Stated task
Copy the comic-book fan passage from "But I never" to "surge of anger.", switching "lonely" for "isolated" each time it appears.

Source document

○ ○ ○ ○

This actually made things worse. It may be hard to believe today when the biggest movies on the planet are superheroes and Star Wars, but when I was a kid, liking that stuff got you jeered at, ostracized, and occasionally even beaten up. Adults were almost as bad. Teachers always said, “Yes, Greg, this comic-book stuff is all very well, but you should do something serious.”

Eventually I got out of high school, though, and what had started as a desperate coping mechanism turned into a joyous hobby, and then paying work. As a colleague of mine likes to say, “You either grow out of it, or you get good enough to turn pro.”

But I never forgot what it felt like, to be desperate and lonely and, especially, so angry all the time. How frustrating it was that no one would listen, that no one cared, that no one ever seemed to get it. And the "Misfit Toys" thing brought all those memories back in a bright sharp surge of anger.

○ ○ ○ ○

Data provided
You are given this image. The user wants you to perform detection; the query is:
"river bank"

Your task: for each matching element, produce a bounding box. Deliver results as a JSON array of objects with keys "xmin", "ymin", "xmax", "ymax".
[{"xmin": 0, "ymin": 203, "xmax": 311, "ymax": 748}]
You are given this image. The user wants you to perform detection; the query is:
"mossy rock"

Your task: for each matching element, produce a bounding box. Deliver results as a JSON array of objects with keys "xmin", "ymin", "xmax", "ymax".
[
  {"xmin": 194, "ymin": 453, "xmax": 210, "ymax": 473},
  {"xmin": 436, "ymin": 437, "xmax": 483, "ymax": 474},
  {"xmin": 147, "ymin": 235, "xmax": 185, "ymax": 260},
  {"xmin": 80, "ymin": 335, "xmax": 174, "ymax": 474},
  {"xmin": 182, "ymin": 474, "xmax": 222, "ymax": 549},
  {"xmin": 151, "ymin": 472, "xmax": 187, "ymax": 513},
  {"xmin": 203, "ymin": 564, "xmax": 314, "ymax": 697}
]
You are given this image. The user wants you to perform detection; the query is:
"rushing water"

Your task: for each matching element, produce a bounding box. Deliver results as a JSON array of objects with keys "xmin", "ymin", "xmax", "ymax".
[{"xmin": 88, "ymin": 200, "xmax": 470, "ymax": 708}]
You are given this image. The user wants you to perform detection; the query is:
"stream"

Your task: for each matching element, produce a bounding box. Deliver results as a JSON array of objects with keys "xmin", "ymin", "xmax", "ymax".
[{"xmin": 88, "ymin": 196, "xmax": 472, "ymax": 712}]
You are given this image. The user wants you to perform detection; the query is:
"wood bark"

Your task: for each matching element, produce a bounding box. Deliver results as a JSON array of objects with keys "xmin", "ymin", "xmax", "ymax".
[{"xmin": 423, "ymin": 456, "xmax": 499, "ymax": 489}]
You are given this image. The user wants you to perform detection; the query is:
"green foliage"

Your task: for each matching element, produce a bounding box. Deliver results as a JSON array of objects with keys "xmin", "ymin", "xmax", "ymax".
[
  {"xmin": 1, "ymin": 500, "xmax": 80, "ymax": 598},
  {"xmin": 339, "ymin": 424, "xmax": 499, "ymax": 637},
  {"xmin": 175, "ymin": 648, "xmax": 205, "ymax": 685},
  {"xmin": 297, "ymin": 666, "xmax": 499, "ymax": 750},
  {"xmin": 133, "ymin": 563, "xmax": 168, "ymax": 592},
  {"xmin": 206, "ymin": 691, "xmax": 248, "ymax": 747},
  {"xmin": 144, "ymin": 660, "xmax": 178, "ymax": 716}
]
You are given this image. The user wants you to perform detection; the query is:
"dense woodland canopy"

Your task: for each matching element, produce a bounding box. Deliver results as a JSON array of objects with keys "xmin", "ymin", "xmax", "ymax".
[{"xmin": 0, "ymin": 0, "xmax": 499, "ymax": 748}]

○ ○ ○ ○

Expected answer
But I never forgot what it felt like, to be desperate and isolated and, especially, so angry all the time. How frustrating it was that no one would listen, that no one cared, that no one ever seemed to get it. And the "Misfit Toys" thing brought all those memories back in a bright sharp surge of anger.